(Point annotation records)
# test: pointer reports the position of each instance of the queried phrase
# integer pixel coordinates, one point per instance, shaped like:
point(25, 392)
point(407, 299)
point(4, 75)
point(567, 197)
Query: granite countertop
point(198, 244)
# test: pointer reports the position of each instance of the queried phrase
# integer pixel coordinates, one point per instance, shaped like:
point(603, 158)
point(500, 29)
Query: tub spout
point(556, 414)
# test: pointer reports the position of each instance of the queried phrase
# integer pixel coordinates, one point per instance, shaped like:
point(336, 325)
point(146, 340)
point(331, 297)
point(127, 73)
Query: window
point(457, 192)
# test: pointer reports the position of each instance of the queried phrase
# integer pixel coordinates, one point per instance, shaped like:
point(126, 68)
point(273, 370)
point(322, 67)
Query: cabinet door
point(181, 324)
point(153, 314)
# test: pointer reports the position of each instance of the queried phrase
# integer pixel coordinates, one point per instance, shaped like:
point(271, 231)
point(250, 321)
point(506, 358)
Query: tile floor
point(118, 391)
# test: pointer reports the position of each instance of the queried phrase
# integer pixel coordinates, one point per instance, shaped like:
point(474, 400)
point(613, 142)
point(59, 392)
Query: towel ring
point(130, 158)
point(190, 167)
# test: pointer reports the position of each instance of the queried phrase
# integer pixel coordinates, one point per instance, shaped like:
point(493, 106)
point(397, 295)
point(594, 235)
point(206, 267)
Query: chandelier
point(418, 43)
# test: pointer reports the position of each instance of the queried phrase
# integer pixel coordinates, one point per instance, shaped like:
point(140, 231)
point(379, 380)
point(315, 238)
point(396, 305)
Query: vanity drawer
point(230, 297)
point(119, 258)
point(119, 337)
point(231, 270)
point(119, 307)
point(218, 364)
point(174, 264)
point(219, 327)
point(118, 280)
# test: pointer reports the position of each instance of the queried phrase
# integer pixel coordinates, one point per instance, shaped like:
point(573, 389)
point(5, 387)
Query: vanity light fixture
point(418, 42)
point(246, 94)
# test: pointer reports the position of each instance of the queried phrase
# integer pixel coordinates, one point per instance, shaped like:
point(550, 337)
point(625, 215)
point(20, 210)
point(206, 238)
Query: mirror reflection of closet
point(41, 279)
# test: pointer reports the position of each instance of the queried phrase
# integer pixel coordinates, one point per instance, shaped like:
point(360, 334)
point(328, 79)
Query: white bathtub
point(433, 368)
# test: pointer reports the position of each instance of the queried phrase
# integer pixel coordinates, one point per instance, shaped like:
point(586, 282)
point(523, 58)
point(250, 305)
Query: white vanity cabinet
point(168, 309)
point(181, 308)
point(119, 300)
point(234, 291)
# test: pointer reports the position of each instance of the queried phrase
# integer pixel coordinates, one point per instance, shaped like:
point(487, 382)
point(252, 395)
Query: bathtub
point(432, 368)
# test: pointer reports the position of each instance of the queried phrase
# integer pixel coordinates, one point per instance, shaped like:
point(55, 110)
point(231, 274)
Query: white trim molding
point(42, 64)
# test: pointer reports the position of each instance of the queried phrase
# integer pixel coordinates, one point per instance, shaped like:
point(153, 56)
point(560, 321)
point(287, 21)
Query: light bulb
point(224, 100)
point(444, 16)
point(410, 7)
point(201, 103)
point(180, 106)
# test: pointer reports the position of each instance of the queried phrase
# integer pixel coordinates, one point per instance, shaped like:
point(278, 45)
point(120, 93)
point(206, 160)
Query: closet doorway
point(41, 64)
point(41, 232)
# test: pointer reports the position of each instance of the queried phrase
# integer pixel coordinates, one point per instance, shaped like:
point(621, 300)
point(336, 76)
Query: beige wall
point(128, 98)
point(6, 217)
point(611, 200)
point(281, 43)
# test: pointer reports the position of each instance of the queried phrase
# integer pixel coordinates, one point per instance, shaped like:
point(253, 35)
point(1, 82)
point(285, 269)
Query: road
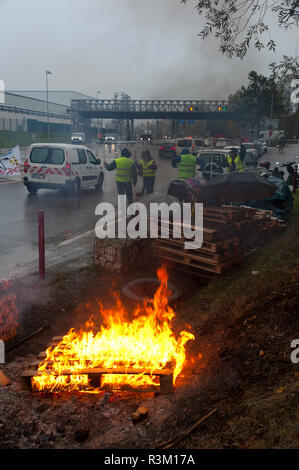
point(69, 221)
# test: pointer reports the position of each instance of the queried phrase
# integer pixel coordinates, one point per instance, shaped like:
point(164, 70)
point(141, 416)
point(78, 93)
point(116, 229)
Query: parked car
point(251, 148)
point(259, 147)
point(213, 163)
point(197, 144)
point(229, 148)
point(221, 142)
point(183, 143)
point(250, 161)
point(167, 149)
point(61, 166)
point(78, 138)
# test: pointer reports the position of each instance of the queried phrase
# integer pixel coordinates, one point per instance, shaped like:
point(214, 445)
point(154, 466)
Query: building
point(29, 111)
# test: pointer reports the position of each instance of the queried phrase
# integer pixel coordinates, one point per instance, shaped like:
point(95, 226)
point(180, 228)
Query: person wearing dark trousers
point(186, 164)
point(126, 174)
point(147, 169)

§ Set problem: Pull out each line in the rows above that contains the word "vanity".

§ Exercise output:
Query: vanity drawer
Query: vanity light fixture
Query: white vanity cabinet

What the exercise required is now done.